[Collected data entries]
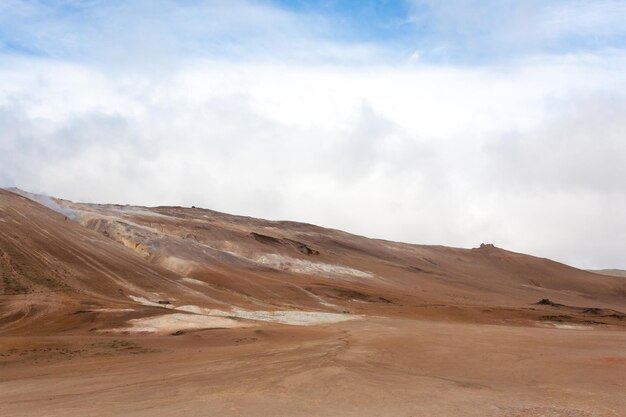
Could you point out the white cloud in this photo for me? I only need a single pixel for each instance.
(520, 155)
(216, 107)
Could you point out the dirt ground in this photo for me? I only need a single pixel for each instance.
(373, 367)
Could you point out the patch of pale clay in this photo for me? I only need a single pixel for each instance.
(291, 317)
(168, 323)
(302, 266)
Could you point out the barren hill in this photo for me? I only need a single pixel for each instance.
(85, 275)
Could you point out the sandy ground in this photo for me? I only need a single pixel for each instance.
(375, 367)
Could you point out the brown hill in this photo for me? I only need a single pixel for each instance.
(121, 310)
(125, 257)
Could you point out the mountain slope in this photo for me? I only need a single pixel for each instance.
(148, 261)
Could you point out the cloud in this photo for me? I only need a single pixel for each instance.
(114, 102)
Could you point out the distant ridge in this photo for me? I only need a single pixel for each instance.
(609, 272)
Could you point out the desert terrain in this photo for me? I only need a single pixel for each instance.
(109, 310)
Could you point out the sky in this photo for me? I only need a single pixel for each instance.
(453, 123)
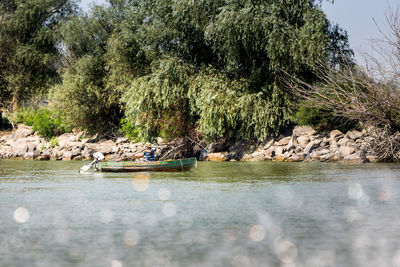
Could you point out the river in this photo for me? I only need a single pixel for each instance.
(220, 214)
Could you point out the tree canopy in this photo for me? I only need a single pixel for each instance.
(169, 67)
(28, 46)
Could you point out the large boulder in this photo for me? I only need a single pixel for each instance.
(303, 130)
(354, 135)
(106, 147)
(292, 143)
(310, 146)
(346, 150)
(303, 141)
(297, 157)
(284, 141)
(20, 148)
(22, 132)
(335, 134)
(355, 158)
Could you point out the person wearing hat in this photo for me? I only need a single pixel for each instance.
(149, 153)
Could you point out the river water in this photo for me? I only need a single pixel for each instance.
(220, 214)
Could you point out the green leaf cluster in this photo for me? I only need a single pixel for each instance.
(42, 120)
(28, 46)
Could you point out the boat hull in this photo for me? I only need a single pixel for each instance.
(150, 166)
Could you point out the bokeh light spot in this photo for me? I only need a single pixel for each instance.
(355, 191)
(169, 209)
(257, 233)
(21, 215)
(286, 251)
(164, 194)
(141, 182)
(106, 216)
(131, 238)
(115, 263)
(385, 194)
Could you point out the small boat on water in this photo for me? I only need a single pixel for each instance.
(149, 166)
(137, 166)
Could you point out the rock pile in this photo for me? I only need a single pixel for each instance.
(305, 144)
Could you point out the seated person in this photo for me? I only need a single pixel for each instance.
(149, 153)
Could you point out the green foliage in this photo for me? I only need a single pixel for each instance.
(25, 115)
(103, 58)
(28, 46)
(49, 125)
(53, 142)
(42, 121)
(83, 100)
(159, 101)
(322, 119)
(217, 65)
(129, 130)
(227, 108)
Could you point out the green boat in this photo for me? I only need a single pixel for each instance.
(149, 166)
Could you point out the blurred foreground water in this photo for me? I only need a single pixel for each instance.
(220, 214)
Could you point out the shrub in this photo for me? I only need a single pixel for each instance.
(53, 142)
(129, 130)
(42, 120)
(48, 125)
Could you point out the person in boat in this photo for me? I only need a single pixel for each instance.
(149, 153)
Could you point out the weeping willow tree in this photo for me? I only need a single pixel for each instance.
(28, 47)
(217, 64)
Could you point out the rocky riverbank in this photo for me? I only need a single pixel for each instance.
(303, 144)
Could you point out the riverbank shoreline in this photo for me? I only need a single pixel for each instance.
(302, 144)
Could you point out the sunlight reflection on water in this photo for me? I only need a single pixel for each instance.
(217, 215)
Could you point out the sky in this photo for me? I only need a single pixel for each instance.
(355, 16)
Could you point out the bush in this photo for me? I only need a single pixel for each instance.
(42, 120)
(53, 142)
(129, 130)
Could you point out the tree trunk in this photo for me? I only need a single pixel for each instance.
(15, 102)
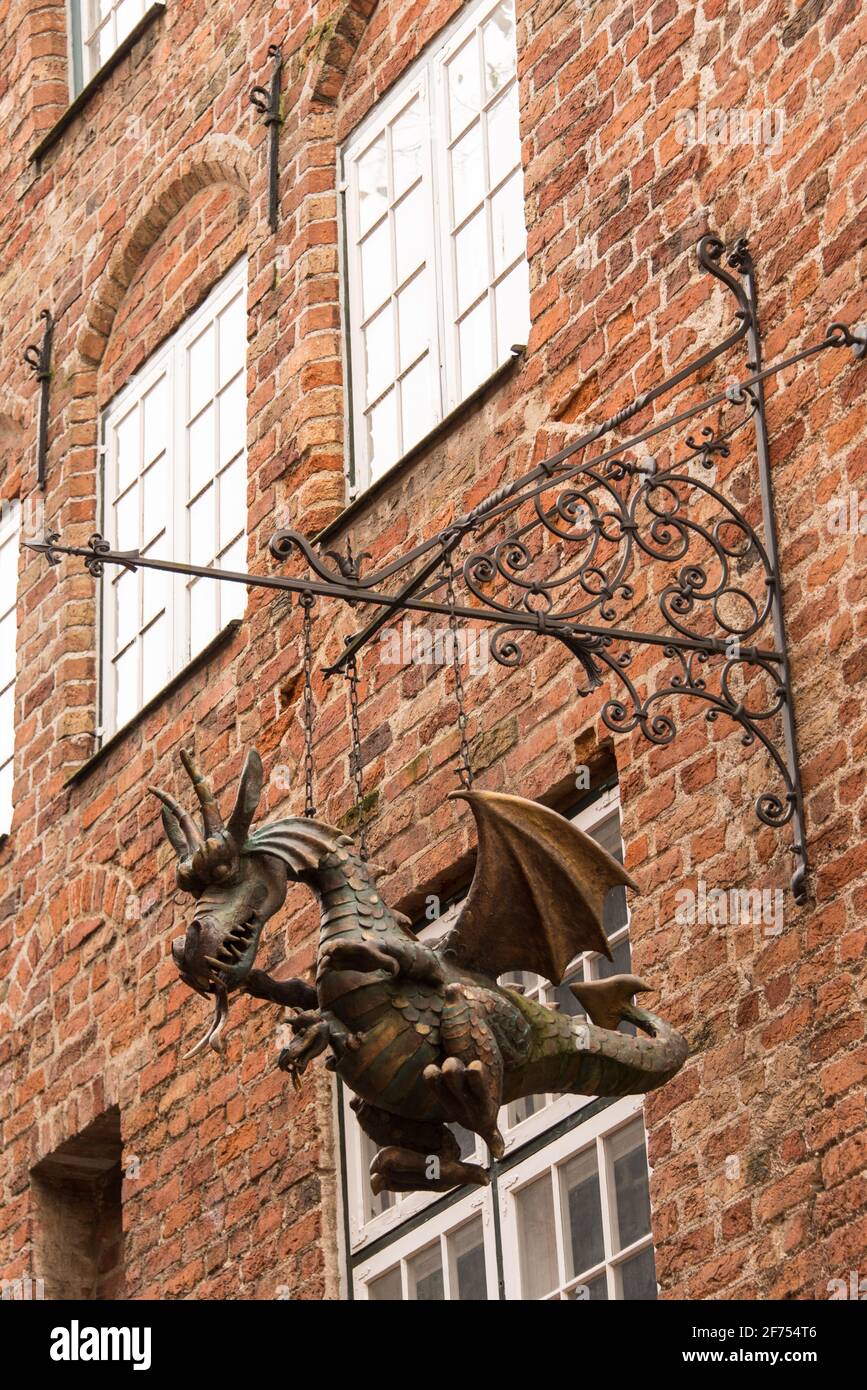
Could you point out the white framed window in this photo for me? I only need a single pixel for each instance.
(96, 29)
(575, 1216)
(10, 527)
(435, 236)
(612, 1137)
(452, 1258)
(175, 487)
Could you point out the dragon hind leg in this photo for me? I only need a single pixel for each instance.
(468, 1084)
(416, 1155)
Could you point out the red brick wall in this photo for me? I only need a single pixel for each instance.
(128, 220)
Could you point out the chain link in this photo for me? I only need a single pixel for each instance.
(307, 601)
(354, 756)
(464, 765)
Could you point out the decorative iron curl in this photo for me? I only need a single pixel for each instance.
(623, 716)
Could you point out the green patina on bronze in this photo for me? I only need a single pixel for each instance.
(423, 1036)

▶ _Work request_
Output all the entries above verbatim, please. No images.

▶ _Reply_
Could you point out the white cloud in this photo for me? I only need a single pixel for each instance.
(520, 155)
(216, 107)
Could you point out the dirt ground in this photo for me? I only need a single pixel for each instance.
(373, 367)
Could you point out the patch of pale clay in this photo for me? I only need a single pixel for each instance.
(291, 317)
(168, 323)
(302, 266)
Could you point out the barren hill in this photo for me? I only need a single pixel for each instance.
(85, 275)
Could you point out the sandy ground in this photo for me? I only need a single pixel for each instance.
(375, 367)
Could you point out the brown hill in this photo for me? I only need a single pixel for each instance.
(121, 310)
(125, 257)
Could you point out the mountain slope in this photo for me? I only need a single pixel for each instance.
(148, 261)
Could you point out the cloud in this photo for me? I only need a single pixel for each instance.
(114, 102)
Could you point out the distant ridge in this photo for me? I only need a single pixel for each instance.
(609, 272)
Could you point out the desert terrain in this photo for me? I only need a single pixel for each instance.
(109, 310)
Could you point out the sky in this photo for me? I only need a single pixel for each instance.
(453, 123)
Could you point out the river in this photo for me? I only need a single pixel for each instance.
(220, 214)
Could you point out the tree canopy in this photo for me? I only need a single pixel for each instance.
(169, 67)
(28, 46)
Could you point out the large boulder in this photo for me? I only need a single pixel for each instance.
(303, 130)
(354, 135)
(106, 147)
(292, 143)
(310, 146)
(346, 150)
(303, 141)
(297, 157)
(284, 141)
(20, 148)
(22, 132)
(335, 134)
(355, 158)
Could you point out the person wearing hat in this photo for me? I only need a single pixel for each instance.
(149, 153)
Could you point out the river water in this photo for me? I only need a single pixel for each instance.
(220, 214)
Could you point out the green leaf cluster in this photo for me? I only need a single pixel for each instance.
(42, 120)
(28, 46)
Could you point out the boat hull in this photo for me? I only need a single pixel for each instance.
(150, 166)
Could you point out the bokeh light spot in this photo for me? I only need a single pixel for each instance.
(355, 191)
(169, 209)
(257, 233)
(21, 215)
(286, 251)
(164, 194)
(141, 182)
(106, 216)
(131, 238)
(115, 263)
(385, 194)
Could you point out the small boat on water in this photo for me? I only need a single pixel for each instance.
(149, 166)
(137, 166)
Could you point out the rock pile in this photo for me? I only need a single pixel for each instance.
(305, 144)
Could you point out the seated person in this photo for me? I only need a single pixel for each instance.
(149, 153)
Could you point out the green foliage in this photo for me? I only need a single pixel for each instance.
(25, 115)
(103, 58)
(28, 46)
(49, 125)
(53, 142)
(42, 121)
(83, 100)
(159, 101)
(322, 119)
(217, 65)
(129, 130)
(227, 108)
Could you point out the green boat in this photo for me? I only need a single pixel for each instance.
(149, 166)
Could you point out the blurred foreground water in this photo for me? I only need a single pixel for each instance.
(220, 214)
Could you point out the shrub in this photo for me? I only need a single pixel for each instance.
(53, 142)
(129, 130)
(42, 120)
(48, 125)
Could you point out the person in boat in this photo for me? I only need a single pixel for each instance.
(149, 153)
Could you point out the weeping willow tree in this photo for me? I only need a single pixel for each instance.
(28, 47)
(217, 64)
Could you point out the rocky riverbank in this photo for me? I only need a single pixel for each instance.
(303, 144)
Could you point out the riverbank shoreline in this photo for me? I only need a single pixel for each instance.
(302, 144)
Could you point out the sunlight reflection on water in this photo for me? I only need a single pixel for each instance.
(217, 215)
Could you point out the sky in this photo for me? I only need a single pixel for each instance.
(355, 16)
Could you point out the bush in this photo for me? I only need a single pixel for each instance.
(42, 120)
(53, 142)
(129, 130)
Could you point out the tree trunk in this photo for me? I only need a single pixel for each instance.
(15, 102)
Could you point out the white framed window in this photo for me? I only need a single pixel for each instance.
(96, 29)
(575, 1216)
(10, 527)
(435, 236)
(612, 1137)
(452, 1258)
(175, 487)
Could you point out the dragon hind leg in this photo for me? I only need a single pixel for each instance.
(468, 1084)
(416, 1155)
Could you point out the red brick wall in this photo for me? I only need a single pixel for each instance.
(128, 220)
Could you point out the chain link in this photo for me? I only need a single pixel for each instance.
(307, 601)
(354, 756)
(464, 765)
Could you point out the decorative iron curl in this photo for me? I only need a single pixel for each instance.
(623, 716)
Could you point out the green patina on bronze in this photo for me? I only need a single pixel for each instance.
(423, 1036)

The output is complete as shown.